*Data to process*:
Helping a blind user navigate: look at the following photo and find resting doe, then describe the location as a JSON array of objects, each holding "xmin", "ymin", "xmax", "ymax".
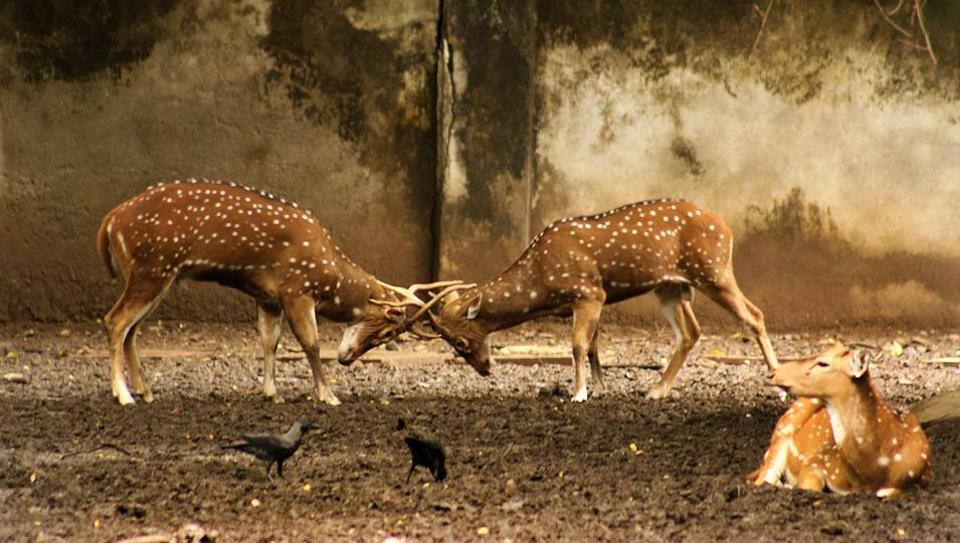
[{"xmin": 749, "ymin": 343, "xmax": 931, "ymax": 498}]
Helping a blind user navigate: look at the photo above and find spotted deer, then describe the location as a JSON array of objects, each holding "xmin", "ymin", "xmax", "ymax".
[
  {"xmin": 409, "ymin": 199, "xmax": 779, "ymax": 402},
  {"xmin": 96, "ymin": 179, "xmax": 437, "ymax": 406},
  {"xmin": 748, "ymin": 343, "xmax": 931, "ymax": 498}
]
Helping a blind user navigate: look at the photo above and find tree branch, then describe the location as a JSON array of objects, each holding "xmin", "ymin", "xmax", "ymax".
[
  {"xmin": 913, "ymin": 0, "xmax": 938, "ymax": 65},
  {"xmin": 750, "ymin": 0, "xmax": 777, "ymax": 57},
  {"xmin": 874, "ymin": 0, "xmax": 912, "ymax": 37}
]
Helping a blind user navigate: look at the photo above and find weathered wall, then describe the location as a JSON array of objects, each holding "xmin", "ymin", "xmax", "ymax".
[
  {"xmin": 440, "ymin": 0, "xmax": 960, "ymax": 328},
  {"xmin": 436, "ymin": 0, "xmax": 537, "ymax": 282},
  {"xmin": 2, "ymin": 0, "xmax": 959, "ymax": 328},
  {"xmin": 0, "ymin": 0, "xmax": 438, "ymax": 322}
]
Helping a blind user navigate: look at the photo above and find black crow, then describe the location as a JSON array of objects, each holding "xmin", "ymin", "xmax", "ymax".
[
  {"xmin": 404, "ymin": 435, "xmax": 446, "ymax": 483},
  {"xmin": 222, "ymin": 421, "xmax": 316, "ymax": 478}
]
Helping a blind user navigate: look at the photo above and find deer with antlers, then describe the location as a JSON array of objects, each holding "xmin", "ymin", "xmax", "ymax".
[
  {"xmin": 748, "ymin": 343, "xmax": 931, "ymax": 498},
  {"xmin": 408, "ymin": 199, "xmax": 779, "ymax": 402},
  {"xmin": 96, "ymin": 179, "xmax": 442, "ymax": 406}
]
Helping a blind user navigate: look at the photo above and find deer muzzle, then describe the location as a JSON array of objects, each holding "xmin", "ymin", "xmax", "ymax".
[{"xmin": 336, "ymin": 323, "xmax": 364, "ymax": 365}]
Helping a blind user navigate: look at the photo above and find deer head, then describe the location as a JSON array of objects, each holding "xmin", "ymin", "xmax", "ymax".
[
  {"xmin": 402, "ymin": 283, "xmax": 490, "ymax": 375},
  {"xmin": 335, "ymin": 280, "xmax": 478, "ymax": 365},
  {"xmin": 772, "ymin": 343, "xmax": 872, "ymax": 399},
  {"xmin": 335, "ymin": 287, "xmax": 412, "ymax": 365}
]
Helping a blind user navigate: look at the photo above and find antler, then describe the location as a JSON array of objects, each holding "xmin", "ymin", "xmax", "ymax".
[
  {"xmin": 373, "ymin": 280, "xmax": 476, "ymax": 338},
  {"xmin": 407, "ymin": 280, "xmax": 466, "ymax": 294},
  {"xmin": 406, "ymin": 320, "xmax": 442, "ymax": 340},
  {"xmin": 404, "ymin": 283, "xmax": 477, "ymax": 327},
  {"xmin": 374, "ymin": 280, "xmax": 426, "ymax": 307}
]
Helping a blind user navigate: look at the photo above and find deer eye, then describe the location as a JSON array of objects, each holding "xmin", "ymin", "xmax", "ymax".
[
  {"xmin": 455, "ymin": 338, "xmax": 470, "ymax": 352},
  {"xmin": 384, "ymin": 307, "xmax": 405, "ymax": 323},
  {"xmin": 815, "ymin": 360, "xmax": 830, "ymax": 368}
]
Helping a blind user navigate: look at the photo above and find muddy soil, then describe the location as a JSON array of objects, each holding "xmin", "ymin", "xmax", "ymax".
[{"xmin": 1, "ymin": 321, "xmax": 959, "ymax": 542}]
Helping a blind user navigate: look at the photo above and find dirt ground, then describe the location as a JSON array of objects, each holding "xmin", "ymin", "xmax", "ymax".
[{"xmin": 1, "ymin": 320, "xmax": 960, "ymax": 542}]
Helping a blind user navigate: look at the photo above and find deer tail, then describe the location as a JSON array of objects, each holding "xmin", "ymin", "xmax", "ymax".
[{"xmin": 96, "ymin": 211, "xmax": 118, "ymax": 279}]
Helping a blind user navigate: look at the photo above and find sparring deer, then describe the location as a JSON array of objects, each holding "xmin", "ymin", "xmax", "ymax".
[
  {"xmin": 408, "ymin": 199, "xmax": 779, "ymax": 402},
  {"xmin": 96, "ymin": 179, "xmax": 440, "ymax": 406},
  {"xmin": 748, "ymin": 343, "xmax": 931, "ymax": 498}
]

*Aim of the task*: Retype the listing above exactly. Pictures are not part of the copy.

*Solution to this task*:
Helping a blind user navigate: look at the following photo and find resting doe, then describe the location as a JSON array of objects, each holding "xmin", "ymin", "xmax", "ymax".
[{"xmin": 749, "ymin": 343, "xmax": 931, "ymax": 498}]
Helping a blind user navigate: look at the photo above and find spotted deer, then describe the location as a JSON array of objects, each holding "xmin", "ymin", "xmax", "ymax".
[
  {"xmin": 409, "ymin": 199, "xmax": 779, "ymax": 402},
  {"xmin": 96, "ymin": 179, "xmax": 437, "ymax": 406},
  {"xmin": 748, "ymin": 343, "xmax": 931, "ymax": 498}
]
Helping a blind user navigate: look at the photo above and find tree branch, then describe the location as a JSON array of objects, each holding "xmin", "ymin", "xmax", "ymax".
[
  {"xmin": 913, "ymin": 0, "xmax": 938, "ymax": 65},
  {"xmin": 750, "ymin": 0, "xmax": 777, "ymax": 57},
  {"xmin": 874, "ymin": 0, "xmax": 912, "ymax": 37}
]
Helping a blind user navigate: look at the photo above and find weathered wall, then describe the location as a JSON array of objects, each holding "xmin", "ymin", "xmax", "ymax".
[
  {"xmin": 440, "ymin": 0, "xmax": 960, "ymax": 328},
  {"xmin": 436, "ymin": 0, "xmax": 537, "ymax": 282},
  {"xmin": 2, "ymin": 0, "xmax": 959, "ymax": 328},
  {"xmin": 0, "ymin": 0, "xmax": 438, "ymax": 322}
]
Helping a blind user navigate: look at the photo above and find black crow, then describe the location as a JSON array of objects, each holding "xmin", "ymin", "xmax", "ymax".
[
  {"xmin": 404, "ymin": 435, "xmax": 446, "ymax": 483},
  {"xmin": 222, "ymin": 421, "xmax": 316, "ymax": 478}
]
Helping a blind user navigate: look at the photo above and find deer with antlers, then describe the location as a JSON array of objects, each holding "xmin", "ymin", "xmax", "ymax".
[
  {"xmin": 748, "ymin": 343, "xmax": 931, "ymax": 498},
  {"xmin": 408, "ymin": 199, "xmax": 779, "ymax": 402},
  {"xmin": 96, "ymin": 179, "xmax": 442, "ymax": 406}
]
Helping a blind user navigate: look at the photo above and find deer muzzle, then describe the location as a JSON array of objects, each holding "xmin", "ymin", "xmax", "ymax".
[{"xmin": 336, "ymin": 323, "xmax": 364, "ymax": 365}]
Helping a blind user navigate: look at the photo above and find deer head, then describe the location as a JSON array of objects, each holding "xmin", "ymin", "xmax", "ymax".
[
  {"xmin": 402, "ymin": 283, "xmax": 490, "ymax": 375},
  {"xmin": 335, "ymin": 280, "xmax": 478, "ymax": 365},
  {"xmin": 772, "ymin": 343, "xmax": 872, "ymax": 399},
  {"xmin": 335, "ymin": 287, "xmax": 412, "ymax": 365}
]
Helping a blind user navigate: look at the photo above and find antler, then describe the location as a JSON array of objects, each holding "xmin", "ymin", "xmax", "ymax".
[
  {"xmin": 373, "ymin": 280, "xmax": 476, "ymax": 338},
  {"xmin": 407, "ymin": 280, "xmax": 466, "ymax": 294},
  {"xmin": 406, "ymin": 320, "xmax": 442, "ymax": 340},
  {"xmin": 404, "ymin": 283, "xmax": 477, "ymax": 327},
  {"xmin": 374, "ymin": 280, "xmax": 426, "ymax": 307}
]
Helping a blind user navigate: look at the photo above and find deer eye, then describe the location as a JSON array of objects, each holding "xmin", "ymin", "xmax", "ymax".
[
  {"xmin": 455, "ymin": 338, "xmax": 470, "ymax": 352},
  {"xmin": 384, "ymin": 307, "xmax": 405, "ymax": 323},
  {"xmin": 815, "ymin": 360, "xmax": 830, "ymax": 368}
]
Helping a blind user navigate: look at the photo above and find muddy soil, then describe the location as a JSON array of objects, each holding "xmin", "ymin", "xmax", "ymax".
[{"xmin": 1, "ymin": 321, "xmax": 959, "ymax": 542}]
Helping a blind user navigate: look at the photo above and find dirt ground, then describe the location as a JSON array of objects, each holding "xmin", "ymin", "xmax", "ymax".
[{"xmin": 1, "ymin": 320, "xmax": 960, "ymax": 542}]
Helping a blind user navigate: look at the photo above and find deer tail, then describe the location as a JSON array of objects, each holding "xmin", "ymin", "xmax", "ymax".
[{"xmin": 96, "ymin": 211, "xmax": 118, "ymax": 279}]
Helping a blind user navigate: look at the photo above and find sparring deer, then describe the location as a JSON array of objects, each holding "xmin", "ymin", "xmax", "ymax".
[
  {"xmin": 408, "ymin": 199, "xmax": 779, "ymax": 402},
  {"xmin": 96, "ymin": 179, "xmax": 440, "ymax": 406},
  {"xmin": 748, "ymin": 343, "xmax": 931, "ymax": 498}
]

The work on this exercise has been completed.